Only the pictures should be dropped; every line of the data must come back exactly as written.

Stored records:
+===+

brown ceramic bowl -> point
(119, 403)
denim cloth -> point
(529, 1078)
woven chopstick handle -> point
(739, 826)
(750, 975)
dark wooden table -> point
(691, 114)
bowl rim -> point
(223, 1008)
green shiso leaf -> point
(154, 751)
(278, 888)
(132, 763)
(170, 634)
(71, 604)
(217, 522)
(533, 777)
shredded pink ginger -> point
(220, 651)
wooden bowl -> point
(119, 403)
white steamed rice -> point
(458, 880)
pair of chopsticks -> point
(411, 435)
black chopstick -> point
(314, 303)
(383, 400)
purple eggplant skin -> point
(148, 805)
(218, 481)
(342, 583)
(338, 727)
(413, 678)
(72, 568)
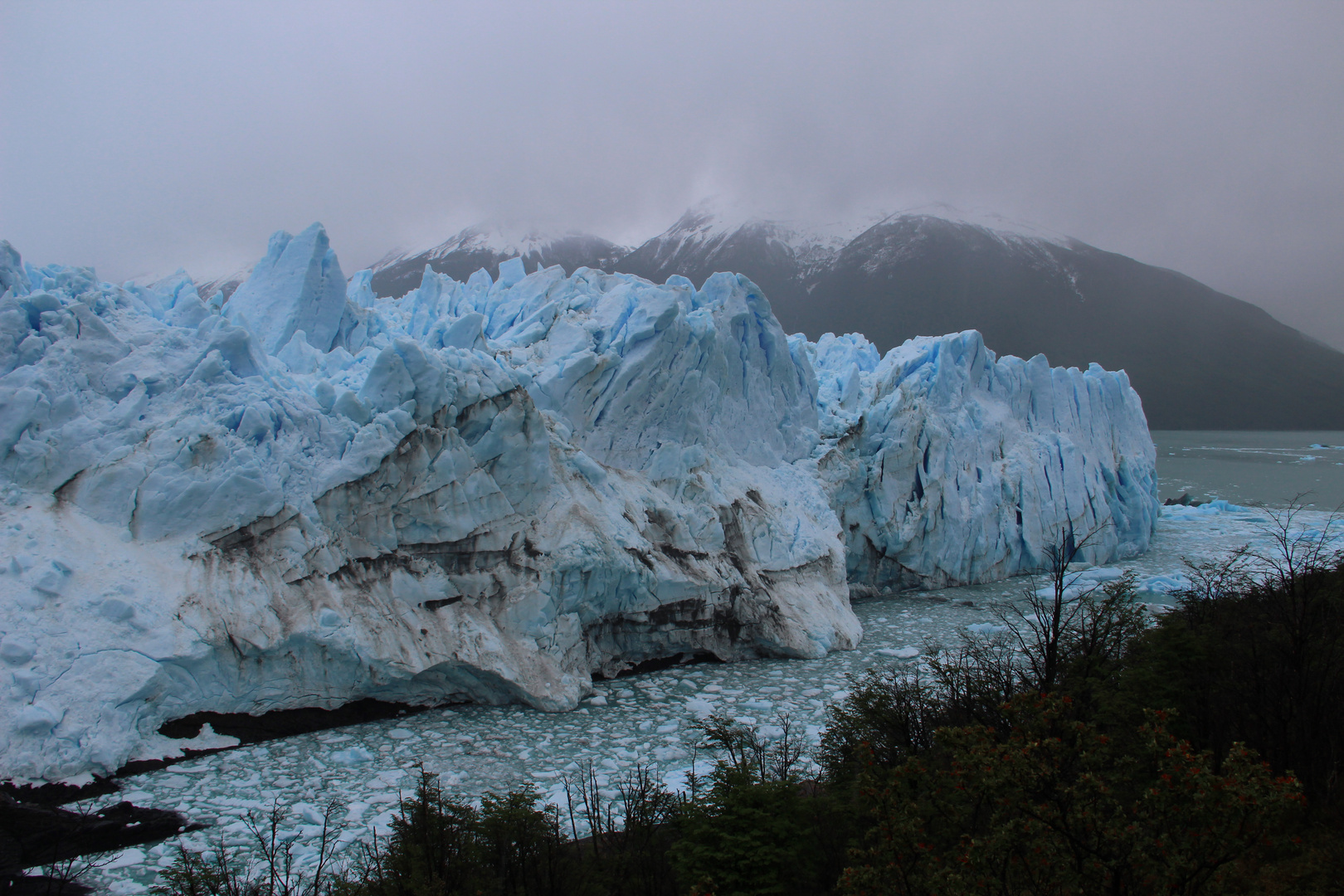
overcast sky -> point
(1205, 137)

+===+

Exercise output:
brown ceramic bowl -> point
(119, 403)
denim cloth -> point
(529, 1078)
woven chopstick handle -> point
(739, 826)
(750, 975)
dark wooden table -> point
(691, 114)
bowl rim -> point
(223, 1008)
green shiso leaf -> point
(154, 751)
(278, 888)
(132, 763)
(170, 634)
(71, 604)
(217, 522)
(533, 777)
shredded pink ginger -> point
(220, 651)
wooden bowl -> point
(119, 403)
white steamed rice -> point
(458, 880)
pair of chopsticks -> point
(411, 435)
black chopstick -> point
(314, 303)
(383, 400)
purple eggplant skin -> point
(148, 805)
(218, 481)
(342, 583)
(338, 727)
(413, 678)
(72, 568)
overcast sky -> point
(1205, 137)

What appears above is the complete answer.